Exercise prompt ->
Which lines in the entries below contain the word "leaf"? Report each such line in full, matching case exactly.
-- START Listed entries --
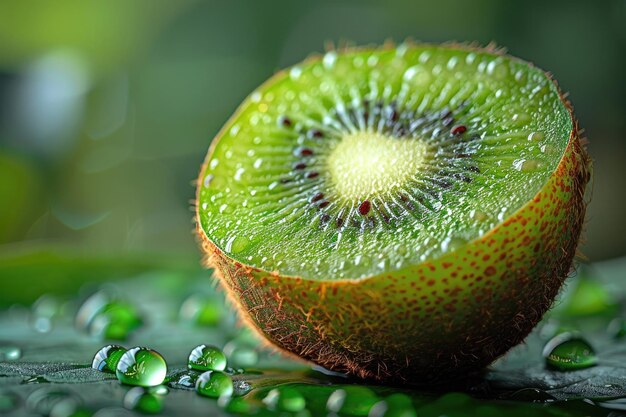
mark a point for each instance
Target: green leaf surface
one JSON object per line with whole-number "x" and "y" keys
{"x": 58, "y": 356}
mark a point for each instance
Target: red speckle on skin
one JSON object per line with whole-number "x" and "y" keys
{"x": 364, "y": 207}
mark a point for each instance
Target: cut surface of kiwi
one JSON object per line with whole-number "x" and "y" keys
{"x": 403, "y": 214}
{"x": 367, "y": 161}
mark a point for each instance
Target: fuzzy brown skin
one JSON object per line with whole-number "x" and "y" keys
{"x": 430, "y": 322}
{"x": 433, "y": 321}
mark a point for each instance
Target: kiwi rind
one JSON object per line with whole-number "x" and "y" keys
{"x": 423, "y": 323}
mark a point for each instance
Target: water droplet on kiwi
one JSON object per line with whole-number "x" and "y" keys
{"x": 237, "y": 244}
{"x": 417, "y": 75}
{"x": 520, "y": 119}
{"x": 451, "y": 243}
{"x": 329, "y": 60}
{"x": 526, "y": 165}
{"x": 214, "y": 384}
{"x": 295, "y": 73}
{"x": 142, "y": 367}
{"x": 143, "y": 401}
{"x": 568, "y": 352}
{"x": 207, "y": 358}
{"x": 10, "y": 353}
{"x": 107, "y": 358}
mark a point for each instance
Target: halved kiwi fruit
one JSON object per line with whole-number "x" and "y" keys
{"x": 403, "y": 214}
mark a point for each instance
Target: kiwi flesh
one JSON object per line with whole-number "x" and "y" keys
{"x": 402, "y": 214}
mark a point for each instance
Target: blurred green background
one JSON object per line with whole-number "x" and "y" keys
{"x": 107, "y": 108}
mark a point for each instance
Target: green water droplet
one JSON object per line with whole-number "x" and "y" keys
{"x": 617, "y": 328}
{"x": 185, "y": 380}
{"x": 138, "y": 399}
{"x": 207, "y": 358}
{"x": 241, "y": 354}
{"x": 566, "y": 352}
{"x": 214, "y": 384}
{"x": 352, "y": 400}
{"x": 10, "y": 353}
{"x": 201, "y": 310}
{"x": 8, "y": 401}
{"x": 107, "y": 358}
{"x": 285, "y": 399}
{"x": 141, "y": 366}
{"x": 115, "y": 321}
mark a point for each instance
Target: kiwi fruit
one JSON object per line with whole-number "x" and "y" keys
{"x": 403, "y": 214}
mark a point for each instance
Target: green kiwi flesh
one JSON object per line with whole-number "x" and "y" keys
{"x": 366, "y": 208}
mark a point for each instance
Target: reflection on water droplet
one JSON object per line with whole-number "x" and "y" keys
{"x": 478, "y": 215}
{"x": 567, "y": 352}
{"x": 214, "y": 384}
{"x": 207, "y": 358}
{"x": 142, "y": 367}
{"x": 107, "y": 358}
{"x": 451, "y": 243}
{"x": 520, "y": 119}
{"x": 329, "y": 60}
{"x": 138, "y": 399}
{"x": 417, "y": 75}
{"x": 236, "y": 244}
{"x": 295, "y": 73}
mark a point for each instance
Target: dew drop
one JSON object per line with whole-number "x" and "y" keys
{"x": 214, "y": 384}
{"x": 207, "y": 358}
{"x": 142, "y": 367}
{"x": 329, "y": 60}
{"x": 568, "y": 352}
{"x": 107, "y": 358}
{"x": 295, "y": 73}
{"x": 451, "y": 243}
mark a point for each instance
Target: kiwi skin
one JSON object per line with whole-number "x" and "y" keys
{"x": 439, "y": 320}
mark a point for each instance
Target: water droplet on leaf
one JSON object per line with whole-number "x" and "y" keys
{"x": 141, "y": 366}
{"x": 207, "y": 358}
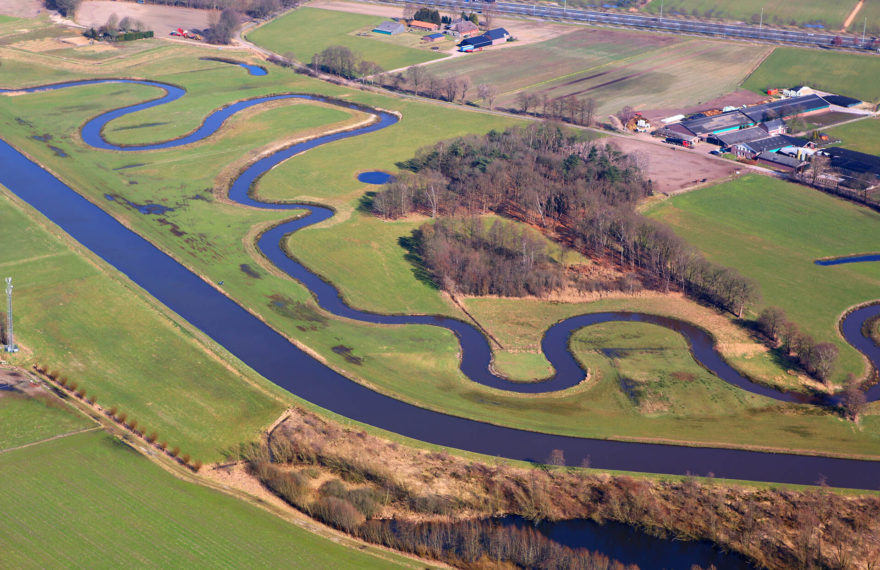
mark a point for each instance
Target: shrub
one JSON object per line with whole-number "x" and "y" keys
-- END Listed entries --
Answer for the task ->
Target: green leaf surface
Target: water droplet on leaf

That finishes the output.